▸ TASK DIRECTIONS:
In the NCDMB interview below, reproduce verbatim the part that opens with the words containing "10-year master plan" and closes with "Muhammadu Buhari’s administration.".

▸ PASSAGE PROVIDED:
* start *

Uche Usim, Abuja

Simbi Wabote, the Executive Secretary of the Nigerian Content Development Monitoring Board (NCDMB) is not smiling at those frustrating his plans for a successful implementation of the Local Content policy. Indeed, he  is quite upset by the actions of some organisation indebted to the Board  and he is not mincing words in alerting they may soon become unwilling guests of the Economic and Financial Crimes Commission (EFCC) if they fail to settle maturing mandatory obligations.

The ex-Shell engineer, has since also shut the door against quota system abuse by expatriates and is actually not willing to soften his stance.

According to him, deepening local capacity and participation in the oil and gas industry is an assignment that should not be toyed with.

This, he said, explains why from 2010 till date, the NCDMB has reduced the number of expatriates in the Nigerian petroleum industry by 80 per cent.

He said: “Recently, we rejected 494 expatriates quota applications because Nigerians now occupy key positions and deliver critical services in the industry”.

In this interview, he speaks more about the board, his challenges and future plans.

Excerpts:

10-year master plan

When I assumed office as the Executive Secretary of NCDMB on November 1, 2016, that was one of the first framework we put resources into. It has five pillars namely: technical capability development, compliance and enforcement, enabling business environment, organisational capability and sectoral and regional market linkage. It has four enablers, namely funding, regulatory environment, collaboration and stakeholder engagement and research and development.

In the past two and a half years, NCDMB has deployed and driven several impactful initiatives geared towards achieving the key milestones in our 10-year roadmap and we continually support the attainment of the Economic Recovery and Growth Plan (ERGP) of President Muhammadu Buhari’s administration.

We intend to increase local content participation from 28-70 per cent by 2030. The key rewards from the implementation of the 10-year roadmap are the creation of 300,000 jobs from industry activities and the retention of $14billion in-country out of the US$20billion annual industry spend.

On the technical capability pillar, we have moved the Nigerian Oil and Gas Park Scheme (NOGAPS) from mere plans on paper to actual construction in two pilot locations – Odukpani in Cross River and Emeyal 1 in Ogbia Local Government of Bayelsa State. Each of the parks will create employment for 2000 persons when they are fully operational and will spur manufacturing of critical oil and gas equipment, tools and spare parts close to oil fields. Recently, we signed contracts with seven companies for various construction works at the Bayelsa and Cross River Oil and Gas Parks respectively as well as the sand filling and fencing of the Oil and Gas Park site at Ikwe, Onna Local Government Area of Akwa Ibom State. We have also inaugurated Community Interface Committees (CIC) for the first two pilot parks. The committee will liaise between the communities, the contractors and the Board to promote community participation, cordial relationship and compliance with the Community Content elements of the NOGaPS project.

* end *

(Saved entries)
* start *

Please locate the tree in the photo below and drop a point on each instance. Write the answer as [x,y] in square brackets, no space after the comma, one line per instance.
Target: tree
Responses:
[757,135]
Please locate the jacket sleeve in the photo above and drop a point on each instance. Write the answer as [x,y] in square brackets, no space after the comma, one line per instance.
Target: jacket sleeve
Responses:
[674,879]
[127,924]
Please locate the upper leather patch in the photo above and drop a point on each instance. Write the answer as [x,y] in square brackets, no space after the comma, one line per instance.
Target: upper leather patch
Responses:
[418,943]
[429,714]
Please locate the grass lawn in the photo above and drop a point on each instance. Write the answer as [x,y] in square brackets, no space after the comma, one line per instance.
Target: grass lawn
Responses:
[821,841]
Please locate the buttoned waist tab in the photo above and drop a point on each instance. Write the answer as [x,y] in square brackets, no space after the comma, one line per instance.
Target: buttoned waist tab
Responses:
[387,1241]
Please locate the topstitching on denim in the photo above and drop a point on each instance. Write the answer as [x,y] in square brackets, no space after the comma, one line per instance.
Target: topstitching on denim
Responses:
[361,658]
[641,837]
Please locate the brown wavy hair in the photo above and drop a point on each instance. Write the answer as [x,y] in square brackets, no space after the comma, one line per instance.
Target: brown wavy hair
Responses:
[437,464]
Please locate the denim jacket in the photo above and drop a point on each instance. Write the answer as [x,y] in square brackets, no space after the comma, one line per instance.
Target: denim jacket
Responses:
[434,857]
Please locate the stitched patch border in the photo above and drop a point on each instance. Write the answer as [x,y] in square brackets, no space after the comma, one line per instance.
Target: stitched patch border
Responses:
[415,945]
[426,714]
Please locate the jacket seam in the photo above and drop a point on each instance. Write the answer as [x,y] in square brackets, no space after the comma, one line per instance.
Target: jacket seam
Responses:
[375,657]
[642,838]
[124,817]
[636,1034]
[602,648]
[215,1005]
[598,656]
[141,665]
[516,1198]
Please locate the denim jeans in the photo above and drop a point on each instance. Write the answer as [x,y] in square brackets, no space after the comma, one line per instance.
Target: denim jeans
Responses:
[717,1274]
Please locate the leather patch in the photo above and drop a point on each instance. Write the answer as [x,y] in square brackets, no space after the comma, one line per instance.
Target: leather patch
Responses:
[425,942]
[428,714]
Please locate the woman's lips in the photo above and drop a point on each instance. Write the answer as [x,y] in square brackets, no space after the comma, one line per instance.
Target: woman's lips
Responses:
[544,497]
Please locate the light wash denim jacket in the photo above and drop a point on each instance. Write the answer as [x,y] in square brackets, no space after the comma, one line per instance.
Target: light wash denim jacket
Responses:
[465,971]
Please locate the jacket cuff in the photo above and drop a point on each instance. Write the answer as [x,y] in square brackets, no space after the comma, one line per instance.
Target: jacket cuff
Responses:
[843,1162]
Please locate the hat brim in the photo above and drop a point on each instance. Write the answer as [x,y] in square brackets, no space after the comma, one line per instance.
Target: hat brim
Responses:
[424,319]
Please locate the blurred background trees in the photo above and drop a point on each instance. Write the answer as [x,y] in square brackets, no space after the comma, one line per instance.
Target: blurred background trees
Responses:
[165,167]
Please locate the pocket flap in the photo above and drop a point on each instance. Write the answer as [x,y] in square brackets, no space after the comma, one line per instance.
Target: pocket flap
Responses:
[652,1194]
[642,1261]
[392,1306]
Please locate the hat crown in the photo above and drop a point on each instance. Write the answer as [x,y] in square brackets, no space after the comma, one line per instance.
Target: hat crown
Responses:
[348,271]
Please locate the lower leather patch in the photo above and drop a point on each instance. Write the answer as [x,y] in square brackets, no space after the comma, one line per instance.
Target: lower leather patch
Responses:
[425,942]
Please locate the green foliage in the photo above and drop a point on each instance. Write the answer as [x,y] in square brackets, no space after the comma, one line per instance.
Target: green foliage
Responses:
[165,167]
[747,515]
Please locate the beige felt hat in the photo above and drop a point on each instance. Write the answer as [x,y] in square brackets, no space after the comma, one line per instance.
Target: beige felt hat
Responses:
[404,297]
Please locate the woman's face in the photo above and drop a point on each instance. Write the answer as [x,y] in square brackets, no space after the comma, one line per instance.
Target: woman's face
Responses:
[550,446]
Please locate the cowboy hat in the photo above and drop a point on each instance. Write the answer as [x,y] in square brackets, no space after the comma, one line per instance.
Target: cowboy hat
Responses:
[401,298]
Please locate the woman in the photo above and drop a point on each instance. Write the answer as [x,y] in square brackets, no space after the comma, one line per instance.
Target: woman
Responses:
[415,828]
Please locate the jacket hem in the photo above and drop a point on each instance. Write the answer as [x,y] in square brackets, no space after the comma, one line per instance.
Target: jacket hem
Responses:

* end *

▸ OUTPUT BELOW:
10-year master plan

When I assumed office as the Executive Secretary of NCDMB on November 1, 2016, that was one of the first framework we put resources into. It has five pillars namely: technical capability development, compliance and enforcement, enabling business environment, organisational capability and sectoral and regional market linkage. It has four enablers, namely funding, regulatory environment, collaboration and stakeholder engagement and research and development.

In the past two and a half years, NCDMB has deployed and driven several impactful initiatives geared towards achieving the key milestones in our 10-year roadmap and we continually support the attainment of the Economic Recovery and Growth Plan (ERGP) of President Muhammadu Buhari’s administration.